**Work to be completed:**
Exact copy, pictures excluded: write out every line below.

________________

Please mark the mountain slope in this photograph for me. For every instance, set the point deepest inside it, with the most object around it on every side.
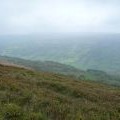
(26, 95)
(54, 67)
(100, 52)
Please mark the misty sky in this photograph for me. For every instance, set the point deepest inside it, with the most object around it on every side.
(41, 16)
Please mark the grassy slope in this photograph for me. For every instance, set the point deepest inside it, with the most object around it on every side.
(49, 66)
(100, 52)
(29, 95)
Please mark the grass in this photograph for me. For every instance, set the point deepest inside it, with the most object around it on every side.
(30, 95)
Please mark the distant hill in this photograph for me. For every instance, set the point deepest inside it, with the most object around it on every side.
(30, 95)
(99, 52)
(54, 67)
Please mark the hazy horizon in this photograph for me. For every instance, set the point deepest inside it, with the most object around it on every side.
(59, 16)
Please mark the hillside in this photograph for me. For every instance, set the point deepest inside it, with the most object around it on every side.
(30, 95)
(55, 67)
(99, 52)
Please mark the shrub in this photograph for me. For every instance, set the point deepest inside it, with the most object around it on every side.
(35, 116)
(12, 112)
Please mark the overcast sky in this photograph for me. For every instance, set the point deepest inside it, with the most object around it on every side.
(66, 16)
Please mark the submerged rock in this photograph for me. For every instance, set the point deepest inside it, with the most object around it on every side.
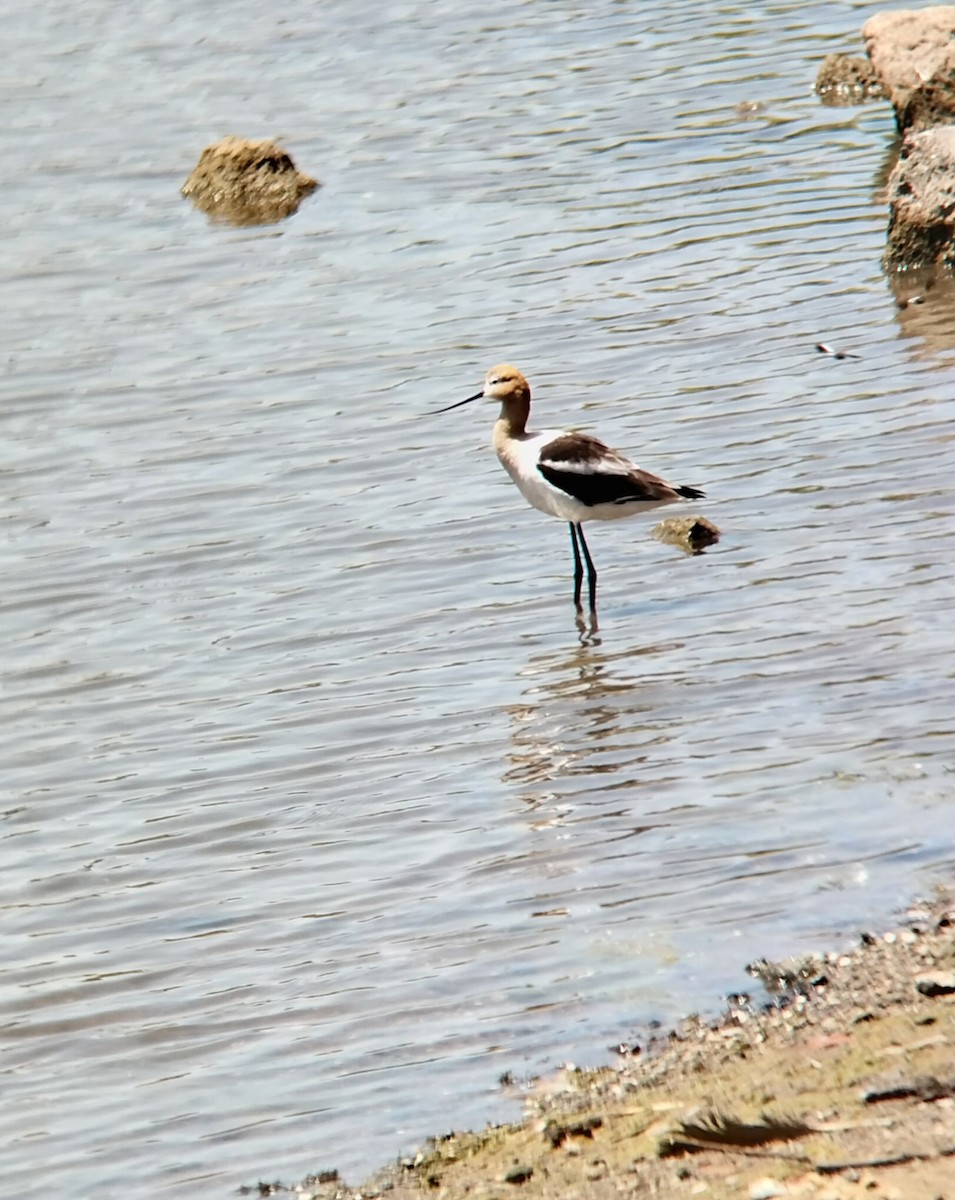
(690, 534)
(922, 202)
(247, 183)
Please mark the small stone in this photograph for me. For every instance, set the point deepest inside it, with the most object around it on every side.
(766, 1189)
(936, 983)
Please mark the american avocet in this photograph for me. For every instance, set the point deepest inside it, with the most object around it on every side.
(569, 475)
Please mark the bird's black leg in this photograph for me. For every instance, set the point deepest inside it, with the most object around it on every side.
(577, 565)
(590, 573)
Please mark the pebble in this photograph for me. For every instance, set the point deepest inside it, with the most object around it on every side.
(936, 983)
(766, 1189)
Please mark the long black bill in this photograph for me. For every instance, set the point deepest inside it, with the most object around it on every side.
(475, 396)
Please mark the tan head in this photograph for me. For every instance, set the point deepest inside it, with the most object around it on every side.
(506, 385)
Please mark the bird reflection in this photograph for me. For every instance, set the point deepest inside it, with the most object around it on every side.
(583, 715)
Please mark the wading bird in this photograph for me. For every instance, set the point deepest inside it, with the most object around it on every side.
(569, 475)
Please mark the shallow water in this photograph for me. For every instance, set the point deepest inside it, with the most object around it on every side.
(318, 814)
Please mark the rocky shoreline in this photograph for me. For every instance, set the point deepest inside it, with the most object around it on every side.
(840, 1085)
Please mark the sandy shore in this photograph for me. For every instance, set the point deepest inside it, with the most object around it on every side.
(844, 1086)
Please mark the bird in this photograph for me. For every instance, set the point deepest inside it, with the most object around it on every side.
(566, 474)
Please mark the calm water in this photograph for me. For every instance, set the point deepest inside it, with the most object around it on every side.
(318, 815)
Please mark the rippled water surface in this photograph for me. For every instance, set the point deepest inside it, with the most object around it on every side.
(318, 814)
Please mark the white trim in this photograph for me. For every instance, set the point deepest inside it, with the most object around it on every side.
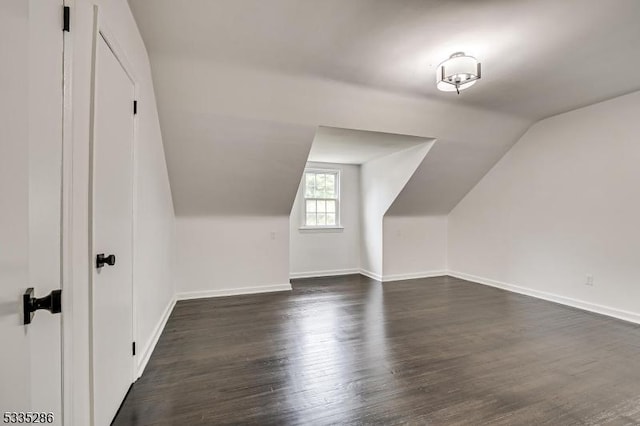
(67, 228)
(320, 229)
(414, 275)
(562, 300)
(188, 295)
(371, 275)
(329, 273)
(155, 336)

________________

**Response below:**
Please mark the mountain slope in this photograph for me. For every instance, set the point deepest inside it, with the most object around it on every side.
(26, 95)
(54, 67)
(100, 52)
Please mark the misty sky in this photograph for me. For every instance, set the point deepest inside it, with the most object around it on every side.
(41, 16)
Please mark the grassy slope in this photograph for me. For every instance, set the point deepest inside it, with the most object around it on every side.
(49, 66)
(100, 52)
(29, 95)
Please mark the grass in this photograph for me. For every instance, set the point deepest inside it, with the most object around it on every side.
(30, 95)
Please mark the distant hill in this photograph for me. For every instance, set the point deepest inside it, with the most object around it on every side.
(30, 95)
(99, 52)
(54, 67)
Please mark the hazy horizon in this photograph for me. For every instance, set the point deepest inside it, with the most object around it on every side.
(59, 16)
Please mark the hillside in this photograph for me. For every instance, set the point deepest inside it, with the most object around it on every side.
(30, 95)
(55, 67)
(99, 52)
Please mark the shrub in this photograph for me. For every instance, set the point deepest inside it, with the most object around it on every side.
(35, 116)
(12, 112)
Please mark the overcast sky in this photograph for me. For every instance, set the point deepest inside it, with the most object around it on every side.
(66, 16)
Please mark the submerged rock in this photograph for me. For every instance, set the point deepest inside it, with the most object around it on every side.
(690, 534)
(922, 202)
(247, 183)
Please mark the small stone in this photograph for me. For every instance, set the point deepest inside it, with the most object around it on every side.
(766, 1189)
(936, 983)
Please mark the american avocet in this photograph for me. For every instance, set the point deepest inside it, with the most object around it on every side.
(569, 475)
Please mark the bird's black leg in this photograph for me. For every instance, set the point deepest inside it, with the most object around it on every side.
(577, 565)
(590, 573)
Please mark the pebble in this photograph for me. For every instance, set the point deepest inside it, with the most object around it on every side.
(936, 983)
(766, 1189)
Please mark the long black bill in this photograph for me. For every instance, set the point deepest inside it, with the most object around it on every side.
(475, 396)
Please mark the tan head in this photograph for me. For every instance, set the point deepest inside it, with the most object around it on every side.
(506, 385)
Please mark the bird reflection in this photograph for me. For every instance, set the point deepest inside it, with the most object around it on every side.
(583, 715)
Please mark the wading bird in this photograph for me. For every instance, set the point deepest inside it, with the most object around it on every side.
(569, 475)
Please mark the shallow water in this photograph for me. For every instance, set the point deepest inside it, with the most object around it on every side.
(318, 814)
Please mark the rocky shoreline in this photograph for me. For every instance, set the point deepest inside it, with the most object around it on every side.
(840, 1085)
Please mark the sandy shore in this photograph for me. For every instance, set the point deepest inside it, with the most object around it on every side.
(844, 1086)
Please mark the bird in this photograph for me. For every instance, set the point deepest inside it, with the most object around it on every side.
(566, 474)
Please mark the calm water in this photograph for me. For every instance, set the point deepest inside it, with the most object around it on every side.
(318, 815)
Please mark the rippled water surface in this photograph for me. For every instance, set the point deepest inside it, with the most object around it on every side.
(318, 814)
Please mark the white trim in this photograph for me. For every instance, set the point deepest inside it, with the most object around it on every side.
(67, 228)
(320, 229)
(414, 275)
(562, 300)
(188, 295)
(371, 275)
(329, 273)
(155, 336)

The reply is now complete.